Why did you decide to sell your game on Etsy and how has that been?

I didn’t want to go the Kickstarter route and fundraise. I didn’t want to spend a lot of time convincing people to believe in an idea before it went into production. I loved my game and was committed to making it a reality, even if that just meant very small print runs and enough copies to use in classrooms and sell to friends and family. I also didn’t want to sell an idea to a larger established company. I wanted to grow my project myself and oversee every aspect of production and sale. Etsy allowed me to start very small and grow organically. There are also a lot of creative types that shop on Etsy–the same people who tend to appreciate the intersection of art, science, and gameplay. It’s been great for me, and I’ve really enjoyed getting to know my customers.

What’s a game you remember playing as a kid?

> **Segmentation labeling lines**
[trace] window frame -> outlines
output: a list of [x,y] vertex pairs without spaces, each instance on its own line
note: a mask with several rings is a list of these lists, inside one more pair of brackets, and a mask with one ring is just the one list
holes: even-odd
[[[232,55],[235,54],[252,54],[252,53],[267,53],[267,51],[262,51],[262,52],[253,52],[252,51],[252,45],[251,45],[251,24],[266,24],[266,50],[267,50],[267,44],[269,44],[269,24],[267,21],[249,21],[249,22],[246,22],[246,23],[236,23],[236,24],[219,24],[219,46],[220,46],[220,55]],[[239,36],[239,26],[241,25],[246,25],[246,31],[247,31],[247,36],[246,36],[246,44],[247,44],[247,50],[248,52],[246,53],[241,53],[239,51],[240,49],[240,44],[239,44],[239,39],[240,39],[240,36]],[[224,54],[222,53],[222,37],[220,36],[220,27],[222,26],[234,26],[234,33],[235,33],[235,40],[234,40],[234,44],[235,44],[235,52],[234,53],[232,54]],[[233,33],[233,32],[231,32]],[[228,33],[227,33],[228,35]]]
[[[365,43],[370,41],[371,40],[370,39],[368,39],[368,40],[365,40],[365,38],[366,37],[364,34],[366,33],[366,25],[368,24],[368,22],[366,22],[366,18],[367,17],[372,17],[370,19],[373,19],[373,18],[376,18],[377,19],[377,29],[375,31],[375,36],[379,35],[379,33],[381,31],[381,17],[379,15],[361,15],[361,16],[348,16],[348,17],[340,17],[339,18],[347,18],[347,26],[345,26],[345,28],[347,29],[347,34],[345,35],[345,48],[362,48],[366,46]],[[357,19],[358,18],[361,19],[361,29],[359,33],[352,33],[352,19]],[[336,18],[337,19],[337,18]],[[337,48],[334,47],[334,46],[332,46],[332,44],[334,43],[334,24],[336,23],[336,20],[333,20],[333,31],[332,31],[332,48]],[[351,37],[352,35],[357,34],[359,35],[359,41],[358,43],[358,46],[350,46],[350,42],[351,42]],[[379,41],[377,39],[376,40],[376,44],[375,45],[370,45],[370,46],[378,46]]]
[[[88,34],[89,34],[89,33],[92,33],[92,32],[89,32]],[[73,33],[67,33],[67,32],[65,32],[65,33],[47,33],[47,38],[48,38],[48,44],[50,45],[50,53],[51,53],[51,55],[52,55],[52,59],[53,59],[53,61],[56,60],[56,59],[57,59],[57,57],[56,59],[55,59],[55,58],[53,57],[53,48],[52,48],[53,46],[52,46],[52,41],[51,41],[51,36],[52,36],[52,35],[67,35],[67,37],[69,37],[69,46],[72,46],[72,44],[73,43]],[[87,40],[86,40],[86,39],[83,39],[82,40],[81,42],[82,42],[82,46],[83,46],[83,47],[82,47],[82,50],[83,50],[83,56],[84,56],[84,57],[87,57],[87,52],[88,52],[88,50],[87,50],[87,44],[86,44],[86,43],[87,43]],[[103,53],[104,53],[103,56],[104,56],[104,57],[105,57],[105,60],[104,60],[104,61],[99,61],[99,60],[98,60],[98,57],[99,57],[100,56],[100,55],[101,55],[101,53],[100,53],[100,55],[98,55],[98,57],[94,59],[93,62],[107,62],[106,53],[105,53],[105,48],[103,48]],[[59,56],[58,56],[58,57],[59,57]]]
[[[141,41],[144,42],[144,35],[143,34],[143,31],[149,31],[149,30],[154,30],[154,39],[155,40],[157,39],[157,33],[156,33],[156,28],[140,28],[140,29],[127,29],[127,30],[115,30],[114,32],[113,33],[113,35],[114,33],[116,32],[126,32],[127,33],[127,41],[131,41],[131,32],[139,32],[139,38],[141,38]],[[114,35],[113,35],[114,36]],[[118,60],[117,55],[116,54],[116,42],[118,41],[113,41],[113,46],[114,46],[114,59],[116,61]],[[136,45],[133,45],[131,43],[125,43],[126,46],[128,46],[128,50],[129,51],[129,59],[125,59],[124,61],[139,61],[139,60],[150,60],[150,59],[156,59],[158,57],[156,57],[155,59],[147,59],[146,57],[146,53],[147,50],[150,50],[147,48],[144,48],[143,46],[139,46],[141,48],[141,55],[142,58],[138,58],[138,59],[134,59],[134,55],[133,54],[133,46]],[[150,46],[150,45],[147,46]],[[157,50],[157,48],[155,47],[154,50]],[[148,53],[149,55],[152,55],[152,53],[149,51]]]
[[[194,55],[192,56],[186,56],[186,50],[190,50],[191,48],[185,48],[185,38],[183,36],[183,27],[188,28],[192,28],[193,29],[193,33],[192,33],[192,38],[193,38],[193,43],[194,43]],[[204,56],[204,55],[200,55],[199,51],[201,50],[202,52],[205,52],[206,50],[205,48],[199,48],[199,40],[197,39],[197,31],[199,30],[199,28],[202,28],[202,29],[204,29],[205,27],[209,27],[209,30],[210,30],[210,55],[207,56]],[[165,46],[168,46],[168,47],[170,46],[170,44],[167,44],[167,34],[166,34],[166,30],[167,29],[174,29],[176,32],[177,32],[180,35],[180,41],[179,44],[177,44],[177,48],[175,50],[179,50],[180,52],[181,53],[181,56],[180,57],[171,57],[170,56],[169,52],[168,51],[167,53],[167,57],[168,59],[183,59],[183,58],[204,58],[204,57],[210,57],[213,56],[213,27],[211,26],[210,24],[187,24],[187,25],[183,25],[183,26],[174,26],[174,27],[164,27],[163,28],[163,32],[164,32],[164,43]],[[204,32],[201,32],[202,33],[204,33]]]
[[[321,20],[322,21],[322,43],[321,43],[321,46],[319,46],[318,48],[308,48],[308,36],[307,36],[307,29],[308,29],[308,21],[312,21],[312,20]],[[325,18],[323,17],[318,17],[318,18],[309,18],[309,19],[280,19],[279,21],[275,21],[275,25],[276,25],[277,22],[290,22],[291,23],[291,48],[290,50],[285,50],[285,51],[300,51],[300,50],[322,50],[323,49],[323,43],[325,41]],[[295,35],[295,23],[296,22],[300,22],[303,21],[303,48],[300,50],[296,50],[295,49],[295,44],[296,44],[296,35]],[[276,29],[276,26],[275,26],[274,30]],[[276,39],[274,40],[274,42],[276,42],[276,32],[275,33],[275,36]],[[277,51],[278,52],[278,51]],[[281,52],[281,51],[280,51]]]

> **REQUIRED WORK**
• 1. List the things the speaker in the Etsy interview excerpt says they did not want to do.
• 2. In the Etsy interview excerpt, what does the speaker say Etsy allowed them to do?
• 3. Write out the Etsy interview excerpt from "Why did you" up to and including "playing as a kid?".

> **EXPECTED RESULTS**
• 1.
- Go the Kickstarter route and fundraise
- Spend a lot of time convincing people to believe in an idea before it went into production
- Sell an idea to a larger established company

• 2. Start very small and grow organically.

• 3.
Why did you decide to sell your game on Etsy and how has that been?

I didn’t want to go the Kickstarter route and fundraise. I didn’t want to spend a lot of time convincing people to believe in an idea before it went into production. I loved my game and was committed to making it a reality, even if that just meant very small print runs and enough copies to use in classrooms and sell to friends and family. I also didn’t want to sell an idea to a larger established company. I wanted to grow my project myself and oversee every aspect of production and sale. Etsy allowed me to start very small and grow organically. There are also a lot of creative types that shop on Etsy–the same people who tend to appreciate the intersection of art, science, and gameplay. It’s been great for me, and I’ve really enjoyed getting to know my customers.

What’s a game you remember playing as a kid?